Selected text
=======

Saturday, May 30, 2009

The Importance of Burning Calories

Brian J. Sharkey and Steven E. Gaskill's Fitness & Health emphasizes the importance of regular, vigorous physical activity that burns calories.

Physical activity can be measured in terms of how many calories are consumed while doing it. When you exercise, your muscles burn fuel: sugars derived from food. They thus produce heat.

A "calorie" as commonly spoken of is actually, a kilocalorie, the amount of heat it takes to raise the temperature of 1 kilogram of water — equal to 1 liter — 1 degree centigrade. Hence, when your muscles work, the heat they give off is measured in kilocalories, or, in everyday parlance, calories. We accordingly speak of "burning calories."

In the section titled "Activity Reduces the Risk of Coronary Artery Disease" (p. 15ff.), Sharkey and Gaskill show how important calorie-burning exercise is to reducing the chances that you will ever have problems with coronary artery disease. CAD is "the nation's number-one killer for men and women," because it's what causes atherosclerosis and leads to burst blood vessels and blood clots in the heart." When that happens, you have a heart attack, a.k.a. myocardial infarct.

=======

Excerpted data
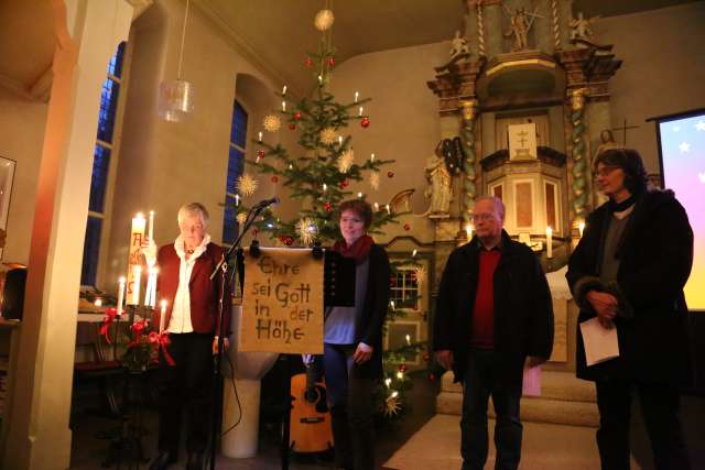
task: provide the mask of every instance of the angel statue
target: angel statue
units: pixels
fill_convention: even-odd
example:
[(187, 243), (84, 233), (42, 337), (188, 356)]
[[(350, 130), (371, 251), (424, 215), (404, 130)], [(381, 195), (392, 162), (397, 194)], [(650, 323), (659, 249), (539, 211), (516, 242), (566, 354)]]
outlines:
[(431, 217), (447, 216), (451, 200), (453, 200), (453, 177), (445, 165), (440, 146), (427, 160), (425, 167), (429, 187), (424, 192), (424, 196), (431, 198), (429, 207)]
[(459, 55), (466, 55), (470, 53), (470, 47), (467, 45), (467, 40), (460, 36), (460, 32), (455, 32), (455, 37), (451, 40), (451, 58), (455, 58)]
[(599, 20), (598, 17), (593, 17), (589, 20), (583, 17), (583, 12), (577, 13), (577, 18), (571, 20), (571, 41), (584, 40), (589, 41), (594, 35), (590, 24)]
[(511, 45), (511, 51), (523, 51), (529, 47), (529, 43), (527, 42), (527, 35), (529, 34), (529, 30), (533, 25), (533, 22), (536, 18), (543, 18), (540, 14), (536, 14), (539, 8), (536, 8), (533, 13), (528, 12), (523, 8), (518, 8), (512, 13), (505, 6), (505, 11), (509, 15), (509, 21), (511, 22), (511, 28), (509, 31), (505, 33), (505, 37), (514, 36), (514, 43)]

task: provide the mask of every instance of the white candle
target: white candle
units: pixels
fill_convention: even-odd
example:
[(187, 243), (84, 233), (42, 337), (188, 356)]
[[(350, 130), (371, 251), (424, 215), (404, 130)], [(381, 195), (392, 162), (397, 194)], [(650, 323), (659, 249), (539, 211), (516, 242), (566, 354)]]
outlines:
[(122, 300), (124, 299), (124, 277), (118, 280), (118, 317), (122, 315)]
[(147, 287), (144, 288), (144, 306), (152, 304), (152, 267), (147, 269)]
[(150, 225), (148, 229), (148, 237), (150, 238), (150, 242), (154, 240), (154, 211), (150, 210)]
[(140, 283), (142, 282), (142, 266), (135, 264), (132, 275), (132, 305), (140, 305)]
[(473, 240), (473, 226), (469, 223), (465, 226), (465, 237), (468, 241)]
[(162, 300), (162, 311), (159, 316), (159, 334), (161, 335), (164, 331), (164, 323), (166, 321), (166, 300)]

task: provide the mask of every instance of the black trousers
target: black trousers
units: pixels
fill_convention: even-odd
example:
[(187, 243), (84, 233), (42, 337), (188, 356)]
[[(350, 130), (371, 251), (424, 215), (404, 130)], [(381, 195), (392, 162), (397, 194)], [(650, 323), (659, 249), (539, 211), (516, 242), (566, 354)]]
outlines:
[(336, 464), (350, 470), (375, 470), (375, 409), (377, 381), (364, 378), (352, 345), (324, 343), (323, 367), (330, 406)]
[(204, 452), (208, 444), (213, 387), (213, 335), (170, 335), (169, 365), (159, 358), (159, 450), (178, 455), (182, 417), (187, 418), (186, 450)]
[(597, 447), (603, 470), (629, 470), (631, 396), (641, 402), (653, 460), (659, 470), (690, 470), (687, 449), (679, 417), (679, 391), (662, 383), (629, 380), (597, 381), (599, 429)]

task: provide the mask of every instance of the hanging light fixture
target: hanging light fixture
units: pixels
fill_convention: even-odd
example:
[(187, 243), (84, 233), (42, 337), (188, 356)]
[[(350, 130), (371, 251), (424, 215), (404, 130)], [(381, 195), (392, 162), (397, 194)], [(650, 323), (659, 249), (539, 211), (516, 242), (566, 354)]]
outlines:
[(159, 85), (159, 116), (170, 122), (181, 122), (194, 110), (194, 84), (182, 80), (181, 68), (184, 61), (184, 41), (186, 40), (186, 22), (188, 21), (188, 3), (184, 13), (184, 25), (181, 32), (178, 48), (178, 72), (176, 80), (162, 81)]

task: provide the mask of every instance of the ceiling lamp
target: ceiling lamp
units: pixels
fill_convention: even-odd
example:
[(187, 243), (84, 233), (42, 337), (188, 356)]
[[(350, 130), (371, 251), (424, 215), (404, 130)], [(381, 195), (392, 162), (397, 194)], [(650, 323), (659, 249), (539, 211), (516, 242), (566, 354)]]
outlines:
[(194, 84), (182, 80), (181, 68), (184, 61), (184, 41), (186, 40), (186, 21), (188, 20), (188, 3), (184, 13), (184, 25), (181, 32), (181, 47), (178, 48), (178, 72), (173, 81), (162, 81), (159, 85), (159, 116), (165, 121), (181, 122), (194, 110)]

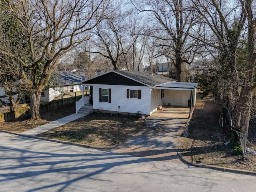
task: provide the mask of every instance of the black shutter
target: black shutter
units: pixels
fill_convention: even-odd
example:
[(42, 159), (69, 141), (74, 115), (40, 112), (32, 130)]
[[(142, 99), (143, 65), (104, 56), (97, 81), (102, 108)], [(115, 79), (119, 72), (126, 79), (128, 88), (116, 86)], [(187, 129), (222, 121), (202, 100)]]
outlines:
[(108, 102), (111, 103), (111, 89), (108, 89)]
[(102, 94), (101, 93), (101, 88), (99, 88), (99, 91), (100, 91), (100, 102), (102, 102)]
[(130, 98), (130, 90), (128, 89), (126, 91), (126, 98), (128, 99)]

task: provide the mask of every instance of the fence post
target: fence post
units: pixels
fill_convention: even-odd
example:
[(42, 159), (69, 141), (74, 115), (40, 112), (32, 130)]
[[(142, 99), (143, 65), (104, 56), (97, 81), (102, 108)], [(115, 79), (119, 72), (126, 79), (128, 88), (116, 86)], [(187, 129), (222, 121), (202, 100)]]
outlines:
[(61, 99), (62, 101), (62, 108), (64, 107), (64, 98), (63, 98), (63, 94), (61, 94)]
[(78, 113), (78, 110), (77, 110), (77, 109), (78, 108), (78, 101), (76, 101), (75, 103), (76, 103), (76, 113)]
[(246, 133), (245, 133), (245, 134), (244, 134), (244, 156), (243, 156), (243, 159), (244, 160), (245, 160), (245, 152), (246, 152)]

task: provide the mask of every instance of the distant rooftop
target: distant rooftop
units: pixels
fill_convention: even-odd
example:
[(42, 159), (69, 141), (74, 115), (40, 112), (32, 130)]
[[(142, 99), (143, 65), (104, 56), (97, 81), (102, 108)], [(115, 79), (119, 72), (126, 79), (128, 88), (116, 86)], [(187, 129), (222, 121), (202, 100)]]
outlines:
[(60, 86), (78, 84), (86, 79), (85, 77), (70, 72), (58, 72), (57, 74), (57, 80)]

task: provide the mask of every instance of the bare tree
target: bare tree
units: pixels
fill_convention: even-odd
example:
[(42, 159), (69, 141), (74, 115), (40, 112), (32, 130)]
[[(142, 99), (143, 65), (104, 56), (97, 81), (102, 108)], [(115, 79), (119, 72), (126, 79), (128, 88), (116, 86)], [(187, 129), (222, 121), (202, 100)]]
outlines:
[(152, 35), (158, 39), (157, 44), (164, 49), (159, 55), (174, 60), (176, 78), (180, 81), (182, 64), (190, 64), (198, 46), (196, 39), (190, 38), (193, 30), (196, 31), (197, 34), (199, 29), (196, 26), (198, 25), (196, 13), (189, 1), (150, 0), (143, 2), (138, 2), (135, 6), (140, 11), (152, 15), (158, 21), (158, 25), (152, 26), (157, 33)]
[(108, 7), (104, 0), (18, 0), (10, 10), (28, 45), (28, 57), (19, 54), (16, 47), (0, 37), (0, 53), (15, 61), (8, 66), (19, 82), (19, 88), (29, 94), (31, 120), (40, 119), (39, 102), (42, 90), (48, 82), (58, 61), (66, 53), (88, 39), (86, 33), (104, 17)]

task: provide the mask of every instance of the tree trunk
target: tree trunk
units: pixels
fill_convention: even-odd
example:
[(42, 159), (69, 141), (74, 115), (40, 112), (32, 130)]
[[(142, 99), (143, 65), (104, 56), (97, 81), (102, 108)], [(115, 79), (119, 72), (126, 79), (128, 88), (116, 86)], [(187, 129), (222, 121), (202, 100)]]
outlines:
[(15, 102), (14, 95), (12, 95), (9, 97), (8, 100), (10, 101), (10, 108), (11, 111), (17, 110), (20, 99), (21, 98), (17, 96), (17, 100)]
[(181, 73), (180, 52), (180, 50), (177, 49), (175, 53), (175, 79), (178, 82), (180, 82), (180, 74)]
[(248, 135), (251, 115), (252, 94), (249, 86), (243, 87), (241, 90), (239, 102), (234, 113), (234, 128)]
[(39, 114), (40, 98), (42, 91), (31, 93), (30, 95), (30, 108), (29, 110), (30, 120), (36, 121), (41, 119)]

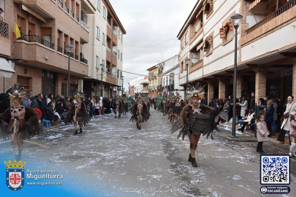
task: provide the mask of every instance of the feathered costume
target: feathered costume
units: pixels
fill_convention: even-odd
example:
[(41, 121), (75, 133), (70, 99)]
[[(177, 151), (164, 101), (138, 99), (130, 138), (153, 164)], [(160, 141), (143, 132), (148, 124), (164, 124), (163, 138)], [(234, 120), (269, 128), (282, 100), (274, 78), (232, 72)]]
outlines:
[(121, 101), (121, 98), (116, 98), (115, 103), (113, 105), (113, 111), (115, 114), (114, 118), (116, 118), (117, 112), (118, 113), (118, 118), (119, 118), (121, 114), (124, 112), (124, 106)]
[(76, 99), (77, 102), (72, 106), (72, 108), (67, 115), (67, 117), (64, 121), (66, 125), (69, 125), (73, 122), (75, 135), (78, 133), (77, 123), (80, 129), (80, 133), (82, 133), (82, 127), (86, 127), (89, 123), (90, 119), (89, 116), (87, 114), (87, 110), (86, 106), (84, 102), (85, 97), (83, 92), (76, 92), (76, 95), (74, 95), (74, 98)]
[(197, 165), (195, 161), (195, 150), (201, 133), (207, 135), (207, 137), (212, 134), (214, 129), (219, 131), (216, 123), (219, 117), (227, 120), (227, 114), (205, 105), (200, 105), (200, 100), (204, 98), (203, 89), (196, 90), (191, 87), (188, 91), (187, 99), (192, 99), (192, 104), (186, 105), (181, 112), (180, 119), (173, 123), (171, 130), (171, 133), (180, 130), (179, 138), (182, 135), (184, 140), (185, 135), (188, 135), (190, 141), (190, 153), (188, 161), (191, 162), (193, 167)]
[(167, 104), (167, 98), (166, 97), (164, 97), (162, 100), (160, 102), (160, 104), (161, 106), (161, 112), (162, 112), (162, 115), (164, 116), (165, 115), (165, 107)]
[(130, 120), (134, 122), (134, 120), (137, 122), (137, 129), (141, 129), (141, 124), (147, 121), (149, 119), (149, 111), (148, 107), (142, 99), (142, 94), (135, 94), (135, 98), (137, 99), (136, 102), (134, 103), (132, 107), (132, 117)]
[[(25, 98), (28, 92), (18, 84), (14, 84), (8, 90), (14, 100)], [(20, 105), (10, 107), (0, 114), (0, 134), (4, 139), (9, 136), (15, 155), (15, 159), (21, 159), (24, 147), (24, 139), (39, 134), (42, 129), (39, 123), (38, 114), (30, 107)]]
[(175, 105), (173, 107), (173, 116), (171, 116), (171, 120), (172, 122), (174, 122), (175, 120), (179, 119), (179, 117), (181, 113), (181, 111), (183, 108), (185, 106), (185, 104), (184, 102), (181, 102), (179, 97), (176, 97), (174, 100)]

=======

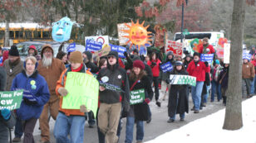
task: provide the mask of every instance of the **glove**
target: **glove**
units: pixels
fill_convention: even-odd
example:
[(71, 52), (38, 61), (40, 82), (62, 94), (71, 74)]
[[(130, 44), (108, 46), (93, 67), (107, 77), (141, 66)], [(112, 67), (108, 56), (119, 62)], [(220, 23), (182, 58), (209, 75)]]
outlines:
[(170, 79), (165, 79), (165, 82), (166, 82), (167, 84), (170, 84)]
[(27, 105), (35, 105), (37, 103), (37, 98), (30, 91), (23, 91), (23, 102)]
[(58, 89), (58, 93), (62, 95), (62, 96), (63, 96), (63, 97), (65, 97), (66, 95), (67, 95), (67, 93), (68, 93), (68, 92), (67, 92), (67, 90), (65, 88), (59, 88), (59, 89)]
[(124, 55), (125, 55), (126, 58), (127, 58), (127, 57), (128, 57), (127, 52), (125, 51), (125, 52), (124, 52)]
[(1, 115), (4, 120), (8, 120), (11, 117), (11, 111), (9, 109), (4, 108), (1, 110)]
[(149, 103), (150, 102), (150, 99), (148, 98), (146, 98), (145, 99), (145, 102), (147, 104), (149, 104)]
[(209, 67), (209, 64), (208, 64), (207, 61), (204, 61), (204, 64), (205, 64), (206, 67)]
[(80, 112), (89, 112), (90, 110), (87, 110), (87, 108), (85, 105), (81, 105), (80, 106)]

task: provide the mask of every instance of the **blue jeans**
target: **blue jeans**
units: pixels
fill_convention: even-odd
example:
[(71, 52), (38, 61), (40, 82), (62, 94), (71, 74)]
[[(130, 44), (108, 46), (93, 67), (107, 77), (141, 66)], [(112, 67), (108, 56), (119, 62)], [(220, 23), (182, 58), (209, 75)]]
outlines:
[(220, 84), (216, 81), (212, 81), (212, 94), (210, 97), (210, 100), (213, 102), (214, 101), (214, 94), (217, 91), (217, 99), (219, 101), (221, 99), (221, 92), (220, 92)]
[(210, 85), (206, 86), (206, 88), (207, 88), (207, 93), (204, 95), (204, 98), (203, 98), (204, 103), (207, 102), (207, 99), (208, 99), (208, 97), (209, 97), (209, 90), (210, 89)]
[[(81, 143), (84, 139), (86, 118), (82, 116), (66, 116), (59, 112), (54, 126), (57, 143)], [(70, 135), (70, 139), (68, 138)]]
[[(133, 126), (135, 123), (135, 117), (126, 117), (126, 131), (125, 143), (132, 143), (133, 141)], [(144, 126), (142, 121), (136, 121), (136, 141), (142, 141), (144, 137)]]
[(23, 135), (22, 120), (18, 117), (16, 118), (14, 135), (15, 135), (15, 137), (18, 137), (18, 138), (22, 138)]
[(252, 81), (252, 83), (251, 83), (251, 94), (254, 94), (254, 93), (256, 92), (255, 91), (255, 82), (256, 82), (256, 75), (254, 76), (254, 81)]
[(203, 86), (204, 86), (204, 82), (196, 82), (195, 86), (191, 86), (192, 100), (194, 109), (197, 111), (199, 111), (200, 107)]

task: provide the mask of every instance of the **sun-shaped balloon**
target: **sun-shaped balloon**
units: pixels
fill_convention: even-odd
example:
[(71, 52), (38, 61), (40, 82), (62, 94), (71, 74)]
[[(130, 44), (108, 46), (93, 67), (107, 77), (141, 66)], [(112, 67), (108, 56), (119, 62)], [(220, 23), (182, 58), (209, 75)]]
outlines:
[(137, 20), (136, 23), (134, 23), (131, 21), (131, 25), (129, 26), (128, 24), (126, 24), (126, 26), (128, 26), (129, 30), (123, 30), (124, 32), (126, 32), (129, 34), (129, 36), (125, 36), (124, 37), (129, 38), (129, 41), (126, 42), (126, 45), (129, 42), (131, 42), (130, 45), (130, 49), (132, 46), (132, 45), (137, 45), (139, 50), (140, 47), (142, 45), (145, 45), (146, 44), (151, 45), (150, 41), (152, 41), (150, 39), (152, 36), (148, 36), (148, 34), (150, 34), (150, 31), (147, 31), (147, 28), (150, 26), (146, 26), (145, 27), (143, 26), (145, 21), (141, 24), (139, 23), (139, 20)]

=======

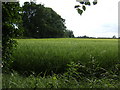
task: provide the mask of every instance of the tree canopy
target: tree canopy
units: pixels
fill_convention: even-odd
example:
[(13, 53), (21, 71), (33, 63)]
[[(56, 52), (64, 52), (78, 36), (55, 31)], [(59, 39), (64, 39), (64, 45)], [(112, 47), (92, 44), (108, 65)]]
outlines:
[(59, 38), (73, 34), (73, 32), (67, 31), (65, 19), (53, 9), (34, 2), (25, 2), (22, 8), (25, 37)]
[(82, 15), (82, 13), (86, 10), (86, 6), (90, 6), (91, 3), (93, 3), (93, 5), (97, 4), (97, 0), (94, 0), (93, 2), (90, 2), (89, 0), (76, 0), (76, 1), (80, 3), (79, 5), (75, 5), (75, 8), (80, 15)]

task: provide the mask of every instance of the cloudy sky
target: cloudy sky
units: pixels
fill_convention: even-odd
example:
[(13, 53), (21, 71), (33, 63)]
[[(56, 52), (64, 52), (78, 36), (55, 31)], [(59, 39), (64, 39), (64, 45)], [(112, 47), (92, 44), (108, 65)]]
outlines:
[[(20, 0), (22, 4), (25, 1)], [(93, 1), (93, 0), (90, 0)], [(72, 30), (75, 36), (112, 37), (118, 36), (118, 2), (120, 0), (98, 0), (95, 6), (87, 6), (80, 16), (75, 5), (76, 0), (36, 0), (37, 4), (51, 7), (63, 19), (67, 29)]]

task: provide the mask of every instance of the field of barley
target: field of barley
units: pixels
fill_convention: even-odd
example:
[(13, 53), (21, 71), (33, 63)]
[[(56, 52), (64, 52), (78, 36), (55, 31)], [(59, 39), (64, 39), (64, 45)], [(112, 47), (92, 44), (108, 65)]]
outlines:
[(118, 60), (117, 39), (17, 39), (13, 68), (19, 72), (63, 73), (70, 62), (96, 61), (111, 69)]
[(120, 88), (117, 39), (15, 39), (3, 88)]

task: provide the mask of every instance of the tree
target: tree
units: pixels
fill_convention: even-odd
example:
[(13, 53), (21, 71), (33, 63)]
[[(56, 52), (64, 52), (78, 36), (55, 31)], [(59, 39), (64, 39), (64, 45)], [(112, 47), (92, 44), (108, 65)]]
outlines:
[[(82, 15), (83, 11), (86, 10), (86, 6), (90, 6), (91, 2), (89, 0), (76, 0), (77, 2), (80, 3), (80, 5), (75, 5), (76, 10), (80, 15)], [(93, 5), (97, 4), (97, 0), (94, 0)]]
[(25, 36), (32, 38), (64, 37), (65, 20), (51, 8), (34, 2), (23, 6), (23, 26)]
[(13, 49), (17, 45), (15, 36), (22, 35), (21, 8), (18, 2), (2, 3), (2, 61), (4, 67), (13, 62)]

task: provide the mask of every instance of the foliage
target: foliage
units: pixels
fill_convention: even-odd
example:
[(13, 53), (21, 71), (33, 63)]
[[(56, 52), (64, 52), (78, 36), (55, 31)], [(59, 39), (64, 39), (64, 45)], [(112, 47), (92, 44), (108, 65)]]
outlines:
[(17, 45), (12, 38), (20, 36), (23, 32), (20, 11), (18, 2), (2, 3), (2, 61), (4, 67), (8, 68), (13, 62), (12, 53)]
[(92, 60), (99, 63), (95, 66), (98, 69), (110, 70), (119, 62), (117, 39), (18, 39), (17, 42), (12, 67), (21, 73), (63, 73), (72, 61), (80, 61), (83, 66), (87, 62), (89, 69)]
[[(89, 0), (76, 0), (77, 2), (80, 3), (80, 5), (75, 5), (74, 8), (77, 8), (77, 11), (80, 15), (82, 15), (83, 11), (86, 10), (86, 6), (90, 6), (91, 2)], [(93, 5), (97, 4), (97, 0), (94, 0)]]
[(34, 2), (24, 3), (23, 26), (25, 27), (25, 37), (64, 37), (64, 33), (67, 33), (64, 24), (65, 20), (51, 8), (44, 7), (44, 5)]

=======

Task to complete
In the post on burning calories, what is a "calorie" as commonly spoken of actually said to be? Answer using only the post on burning calories, not the items.

Answer below
A kilocalorie, the amount of heat it takes to raise the temperature of 1 kilogram of water 1 degree centigrade.